## Source material
________________________________________
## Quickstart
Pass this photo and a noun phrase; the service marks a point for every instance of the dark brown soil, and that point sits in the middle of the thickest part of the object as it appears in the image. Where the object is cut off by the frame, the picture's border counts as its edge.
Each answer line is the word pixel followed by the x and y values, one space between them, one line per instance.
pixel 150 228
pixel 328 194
________________________________________
## To do
Starting at the line that contains "Pass this photo", output each remaining line of the listing, the last line included, exactly as it appears.

## Answer to the problem
Pass this photo and a noun phrase; the service marks a point for every instance of the dark brown soil, and that point sits in the middle of the thickest part of the object as it appears in the image. Where the object is cut off by the frame, the picture's border counts as its edge.
Each answer line is the word pixel followed by the x and y values, one space between them, one line per instance.
pixel 150 228
pixel 328 194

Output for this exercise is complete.